Page:Blanc - Histoire de dix ans, tome 1.djvu/343

Le texte de cette page a été corrigé et est conforme au fac-similé.

Cette proclamation était rédigée avec beaucoup d’art. On y répétait fréquemment le nom du duc d’Orléans, pour que ce nom, peu connu du peuple, se gravât néanmoins dans son esprit. En y parlant du drapeau tricolore et de Jemmapes à une foule peu soucieuse des formes politiques, on intéressait à l’élévation de l’élu de la bourgeoisie ce sentiment national qu’avaient si puissamment exalté les victoires de la République et de l’Empire. Enfin on invoquait, pour mieux la détruire, la souveraineté du peuple : vieille ruse des ambitieux sans courage !

========

# Exercice
Répondez aux questions suivantes d'après l'extrait du texte.
1. Dans quel but la proclamation répétait-elle souvent le nom du duc d'Orléans ?
2. Quel nom de lieu la proclamation associait-elle au drapeau tricolore ?
3. Quel principe la proclamation invoquait-elle « pour mieux la détruire » ?

# Extrait des données
========

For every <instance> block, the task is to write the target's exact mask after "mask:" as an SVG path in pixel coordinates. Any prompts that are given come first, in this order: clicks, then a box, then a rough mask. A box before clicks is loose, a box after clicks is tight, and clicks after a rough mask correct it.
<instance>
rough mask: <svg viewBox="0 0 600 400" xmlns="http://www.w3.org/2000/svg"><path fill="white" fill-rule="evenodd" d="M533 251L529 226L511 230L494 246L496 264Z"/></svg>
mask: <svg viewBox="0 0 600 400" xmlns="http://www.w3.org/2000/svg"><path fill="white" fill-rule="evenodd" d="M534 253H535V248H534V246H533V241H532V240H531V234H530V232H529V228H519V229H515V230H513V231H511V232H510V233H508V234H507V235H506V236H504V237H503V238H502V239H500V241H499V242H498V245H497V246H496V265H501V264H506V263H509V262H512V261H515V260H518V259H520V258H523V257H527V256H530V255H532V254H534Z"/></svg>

========

# Corrigé
1. Elle le répétait pour que ce nom, peu connu du peuple, se grave néanmoins dans son esprit.
2. Elle l'associait à Jemmapes.
3. Elle invoquait la souveraineté du peuple.